___ Record extracts

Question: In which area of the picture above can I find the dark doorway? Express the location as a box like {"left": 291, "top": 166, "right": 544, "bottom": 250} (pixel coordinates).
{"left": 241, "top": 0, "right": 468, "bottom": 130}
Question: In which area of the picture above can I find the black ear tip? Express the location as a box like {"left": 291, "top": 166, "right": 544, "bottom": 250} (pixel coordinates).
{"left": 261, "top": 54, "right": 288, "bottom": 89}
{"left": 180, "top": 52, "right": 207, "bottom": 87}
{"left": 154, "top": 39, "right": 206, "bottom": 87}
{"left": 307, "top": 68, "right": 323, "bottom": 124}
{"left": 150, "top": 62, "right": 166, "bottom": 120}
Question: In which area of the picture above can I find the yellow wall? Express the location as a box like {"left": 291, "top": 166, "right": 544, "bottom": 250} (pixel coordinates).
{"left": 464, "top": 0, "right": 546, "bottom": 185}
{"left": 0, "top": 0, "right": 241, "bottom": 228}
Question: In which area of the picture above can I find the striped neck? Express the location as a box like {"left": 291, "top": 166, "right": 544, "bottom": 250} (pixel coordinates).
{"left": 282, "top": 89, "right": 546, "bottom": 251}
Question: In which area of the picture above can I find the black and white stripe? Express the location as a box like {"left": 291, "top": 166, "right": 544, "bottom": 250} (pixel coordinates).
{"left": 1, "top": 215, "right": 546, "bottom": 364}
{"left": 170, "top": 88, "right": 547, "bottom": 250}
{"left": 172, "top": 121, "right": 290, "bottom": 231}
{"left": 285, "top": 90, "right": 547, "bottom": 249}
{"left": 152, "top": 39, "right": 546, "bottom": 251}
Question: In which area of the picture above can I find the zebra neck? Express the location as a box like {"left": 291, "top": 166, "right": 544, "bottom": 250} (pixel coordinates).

______

## Work item:
The full listing above should be transcribed exactly.

## Worked solution:
Question: In which area of the picture above can I find the dark doorway? Express the location as a box like {"left": 291, "top": 166, "right": 544, "bottom": 250} (pixel coordinates).
{"left": 241, "top": 0, "right": 468, "bottom": 130}
Question: In which area of the picture above can I find the black ear tip? Express the location as a box like {"left": 291, "top": 166, "right": 544, "bottom": 250} (pixel coordinates).
{"left": 261, "top": 54, "right": 288, "bottom": 89}
{"left": 180, "top": 52, "right": 207, "bottom": 87}
{"left": 154, "top": 39, "right": 206, "bottom": 87}
{"left": 307, "top": 68, "right": 323, "bottom": 124}
{"left": 150, "top": 62, "right": 166, "bottom": 120}
Question: In which area of the picture above can I find the yellow wall? Express the location as a box like {"left": 291, "top": 166, "right": 544, "bottom": 250} (pixel coordinates).
{"left": 464, "top": 0, "right": 546, "bottom": 185}
{"left": 0, "top": 0, "right": 241, "bottom": 228}
Question: In which area of the picture above can I find the striped neck? Express the location as a box like {"left": 291, "top": 166, "right": 544, "bottom": 250} (pixel coordinates).
{"left": 282, "top": 89, "right": 546, "bottom": 251}
Question: In which area of the picture above can I find the black and white stripe? Express the location as a box like {"left": 291, "top": 166, "right": 544, "bottom": 250} (pixel coordinates).
{"left": 1, "top": 215, "right": 546, "bottom": 364}
{"left": 170, "top": 88, "right": 547, "bottom": 250}
{"left": 172, "top": 121, "right": 290, "bottom": 231}
{"left": 285, "top": 90, "right": 547, "bottom": 249}
{"left": 152, "top": 39, "right": 546, "bottom": 251}
Question: In which area of the picture above can I find the zebra neck? Express the location as a box like {"left": 291, "top": 166, "right": 544, "bottom": 250} (pixel coordinates).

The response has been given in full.